#### What to do:
Continue the Idoia Ochoa profile from the point where it stops.

#### Page excerpt:
=== Section Start ===
Idoia Ochoa

Stanford University

Position: PhD
Rising Stars year of participation: 2015
Bio

Idoia is currently in her 5th year of PhD in the Electrical Engineering department at Stanford University, working with Prof. Tsachy Weissman. She also received her MSc from the same department in 2012. Previous to Stanford, she got a BS and MSc from the Telecommunications Engineering (Electrical Engineering) department at University of Navarra, Spain. During her time at Stanford, she conducted internships at Google and Genapsys, and she served as a technical consultant for the HBO TV show “Silicon Valley”.

Her main interests are in the field of compression, bioinformatics, information theory, coding and signal processing. Her research focuses mainly on helping the bio community to handle the massive amounts of genomic data that are being generated, for example by designing new and more effective compression programs for genomic data. Part of her effort also goes into understanding the statistics of the noise presented in the data under consideration, so that denoisers tailored to them can be generated, thus improving the subsequent analysis performed on the data.

Her research was/is founded by a La Caixa fellowship, a Basque Government fellowship and a Stanford Graduate fellowship.

Genomic data compression and processing

Genomic data compression and processing

One of the highest priorities of modern healthcare is to identify genomic changes that predispose individuals to debilitating diseases or make them more responsive to certain therapies. This effort is made possibly due to the generation of a massive DNA sequencing data that must be stored, transmitted and analyzed. Due to the large size of the data, storage and transmission represent a huge burden, as the current solutions are costly and space/time demanding. Finally, due to imperfections on the data and the lack of theoretical models that describe it, the analysis tools do not generally have theoretical guarantees, and different approaches exist for the same task.
=== Section End ===
#### Record extracts:
=== Section Start ===
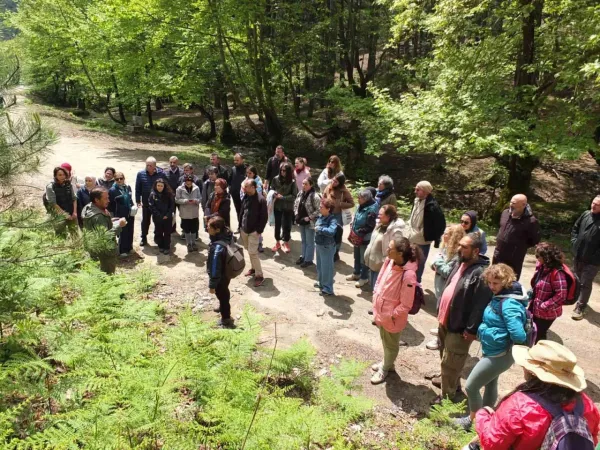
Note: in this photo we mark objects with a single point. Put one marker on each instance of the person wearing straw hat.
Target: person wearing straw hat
(552, 377)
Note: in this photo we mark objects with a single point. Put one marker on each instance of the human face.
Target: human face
(306, 186)
(383, 218)
(465, 222)
(466, 250)
(596, 206)
(420, 193)
(102, 203)
(495, 285)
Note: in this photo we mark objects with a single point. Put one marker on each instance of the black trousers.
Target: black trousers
(146, 218)
(543, 325)
(223, 294)
(162, 233)
(283, 220)
(126, 236)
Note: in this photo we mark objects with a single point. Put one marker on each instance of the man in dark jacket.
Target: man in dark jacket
(238, 174)
(519, 230)
(215, 161)
(427, 222)
(96, 216)
(462, 303)
(273, 165)
(174, 174)
(585, 239)
(253, 220)
(143, 186)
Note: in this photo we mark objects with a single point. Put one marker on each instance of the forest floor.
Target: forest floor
(339, 326)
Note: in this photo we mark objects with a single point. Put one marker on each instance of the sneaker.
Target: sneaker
(578, 313)
(361, 283)
(434, 344)
(463, 422)
(378, 377)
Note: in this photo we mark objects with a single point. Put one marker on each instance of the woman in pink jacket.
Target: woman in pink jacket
(393, 298)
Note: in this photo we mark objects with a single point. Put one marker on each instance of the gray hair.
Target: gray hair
(387, 181)
(366, 195)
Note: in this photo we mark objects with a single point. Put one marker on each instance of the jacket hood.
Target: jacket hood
(516, 292)
(90, 210)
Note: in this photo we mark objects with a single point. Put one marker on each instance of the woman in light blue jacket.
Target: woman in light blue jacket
(503, 325)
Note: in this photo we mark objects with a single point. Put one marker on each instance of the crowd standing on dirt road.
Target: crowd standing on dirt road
(476, 300)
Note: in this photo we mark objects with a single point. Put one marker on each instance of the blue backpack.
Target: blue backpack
(568, 430)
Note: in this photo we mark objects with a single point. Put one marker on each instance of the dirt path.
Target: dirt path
(338, 326)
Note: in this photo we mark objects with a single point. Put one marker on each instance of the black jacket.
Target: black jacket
(254, 214)
(215, 266)
(585, 238)
(470, 298)
(434, 222)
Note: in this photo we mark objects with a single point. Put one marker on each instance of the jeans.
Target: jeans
(485, 375)
(126, 236)
(162, 233)
(454, 351)
(223, 295)
(325, 267)
(373, 278)
(425, 248)
(391, 347)
(308, 242)
(586, 274)
(283, 220)
(360, 268)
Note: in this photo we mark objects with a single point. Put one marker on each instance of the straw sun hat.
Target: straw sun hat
(552, 363)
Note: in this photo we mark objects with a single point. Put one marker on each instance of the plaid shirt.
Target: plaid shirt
(550, 292)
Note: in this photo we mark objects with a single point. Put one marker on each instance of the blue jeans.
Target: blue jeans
(308, 242)
(325, 267)
(360, 268)
(425, 248)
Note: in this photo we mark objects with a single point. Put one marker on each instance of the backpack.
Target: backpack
(234, 259)
(573, 285)
(568, 431)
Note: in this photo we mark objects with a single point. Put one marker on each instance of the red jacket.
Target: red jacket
(520, 423)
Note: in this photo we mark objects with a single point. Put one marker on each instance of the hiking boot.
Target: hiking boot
(463, 422)
(434, 344)
(379, 377)
(578, 313)
(360, 283)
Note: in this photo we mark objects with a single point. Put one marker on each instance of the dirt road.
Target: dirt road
(338, 326)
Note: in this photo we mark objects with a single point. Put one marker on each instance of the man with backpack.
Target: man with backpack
(585, 239)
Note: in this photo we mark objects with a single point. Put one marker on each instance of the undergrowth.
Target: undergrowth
(89, 363)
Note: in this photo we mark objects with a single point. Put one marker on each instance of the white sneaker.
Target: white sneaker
(361, 283)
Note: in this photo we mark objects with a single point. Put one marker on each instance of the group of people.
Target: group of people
(477, 299)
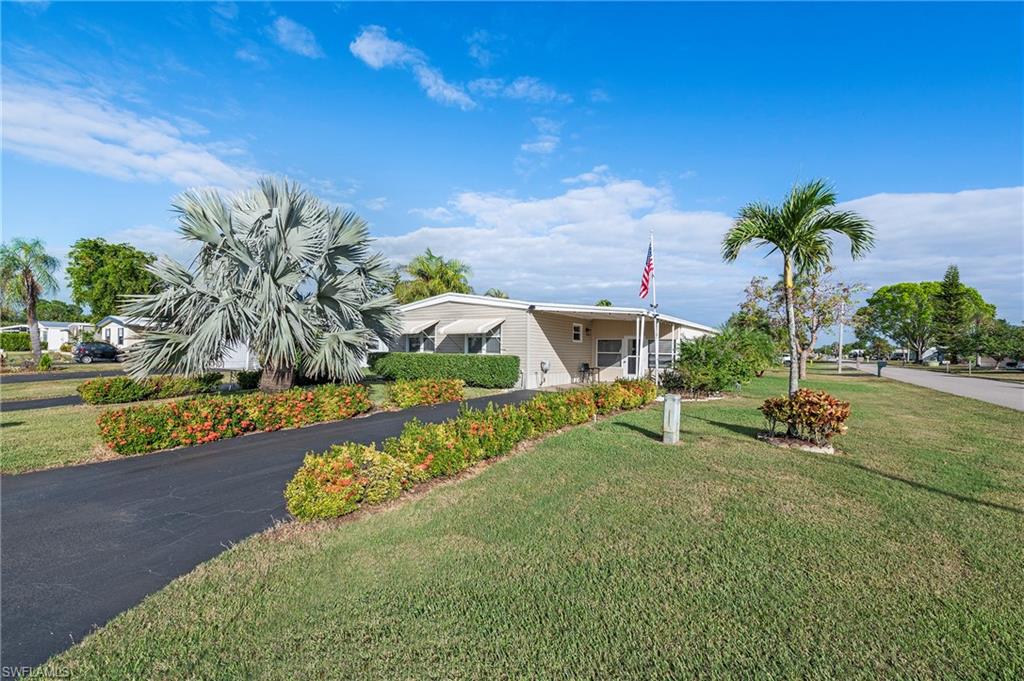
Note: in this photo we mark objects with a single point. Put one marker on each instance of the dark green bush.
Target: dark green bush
(15, 342)
(249, 380)
(123, 389)
(484, 371)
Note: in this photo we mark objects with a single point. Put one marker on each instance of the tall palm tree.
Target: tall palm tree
(431, 274)
(28, 271)
(802, 230)
(276, 270)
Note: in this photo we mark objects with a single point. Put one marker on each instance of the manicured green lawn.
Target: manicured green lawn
=== Section End ===
#### Expected output:
Thus it is important to develop new tools and algorithms to facilitate the transmission and storage of the data and to improve the inference performed on it. This is exactly the focus of my research. Part of it consists on developing compression schemes, which range from compression of single genomes to compression of the raw data outputted by the sequencing machines. Part of this data (the reliability of the outputted nucleotides) is normally lossy compressed, as it is inherently noisy and therefore difficult to compress. Moreover, it has been shown that lossy compression can potentially reduce the storage requirements while improving the inference performed on the data. Further understanding this effect is part of my ongoing research, together with characterizing the statistics of the noise, such that denoisers tailored to them can be designed. I have also worked on developing compression schemes for databases such that similarity queries can still be performed on the compressed domain. This is of special interest in large biological databases, where retrieving genomic sequences similar to others is necessary in several applications. Finally, I designed a tool for identifying disease driver genes associated with molecular processes in cancer patients.